## Objective
Output only the lines from the one holding "Target: tower spire" to the end of the data below, please, copied exactly.

══════

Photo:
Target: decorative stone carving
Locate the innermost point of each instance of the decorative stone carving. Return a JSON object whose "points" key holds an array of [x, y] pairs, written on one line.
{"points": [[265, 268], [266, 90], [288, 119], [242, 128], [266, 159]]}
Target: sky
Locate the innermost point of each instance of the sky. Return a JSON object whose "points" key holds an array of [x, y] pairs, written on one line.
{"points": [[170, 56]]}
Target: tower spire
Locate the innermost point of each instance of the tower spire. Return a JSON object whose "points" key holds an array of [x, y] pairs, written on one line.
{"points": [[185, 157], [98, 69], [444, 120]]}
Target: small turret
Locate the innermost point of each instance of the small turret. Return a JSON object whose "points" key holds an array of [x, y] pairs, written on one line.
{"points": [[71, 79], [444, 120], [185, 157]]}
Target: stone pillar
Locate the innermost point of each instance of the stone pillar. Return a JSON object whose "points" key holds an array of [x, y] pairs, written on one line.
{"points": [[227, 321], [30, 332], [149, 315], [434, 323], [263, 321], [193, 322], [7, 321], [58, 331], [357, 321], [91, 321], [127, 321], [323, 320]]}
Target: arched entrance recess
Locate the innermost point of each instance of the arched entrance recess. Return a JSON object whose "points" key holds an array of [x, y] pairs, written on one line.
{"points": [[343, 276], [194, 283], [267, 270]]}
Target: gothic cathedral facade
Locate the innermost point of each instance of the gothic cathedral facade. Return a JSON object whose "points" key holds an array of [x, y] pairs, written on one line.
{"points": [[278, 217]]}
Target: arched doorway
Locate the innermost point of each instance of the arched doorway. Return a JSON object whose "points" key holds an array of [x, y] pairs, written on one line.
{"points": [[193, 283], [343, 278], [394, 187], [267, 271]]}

══════

## Solution to this exercise
Target: tower spire
Locate the innermost point of each instance of the tower spire. Return a JSON object whose "points" key holds an array of [x, y] pairs, written on one line.
{"points": [[185, 157], [98, 69], [444, 120]]}
Target: small turret
Locate the innermost point of each instance of the small turret. Return a JSON object whose "points" key holds an array of [x, y] pairs, written on one line.
{"points": [[71, 79], [444, 120], [185, 157]]}
Target: stone pillar
Locate the innermost point of each instance of the stone pillar. Return a JSON object whose "points" key holds an array of [x, y] pairs, written on one line.
{"points": [[227, 321], [30, 332], [149, 315], [434, 323], [263, 321], [193, 322], [7, 321], [58, 331], [357, 321], [91, 321], [127, 321], [323, 320]]}
Target: arched entrance recess
Locate the innermost point of each instance of the arched entrance recess. Return a JSON object whose "points" key holds an array of [x, y] pairs, written on one line.
{"points": [[343, 276], [194, 283], [267, 270]]}
Target: gothic cathedral facade
Locate the innermost point of each instance of the gothic cathedral facade. Return a JSON object whose "points" key holds an array of [x, y] pairs, written on one line.
{"points": [[278, 217]]}
Target: arched doorway
Locate the innermost point of each instance of the arched doorway. Return a JSON object whose "points" key holds an array of [x, y] pairs, written on one line.
{"points": [[193, 283], [343, 278], [394, 187], [267, 271]]}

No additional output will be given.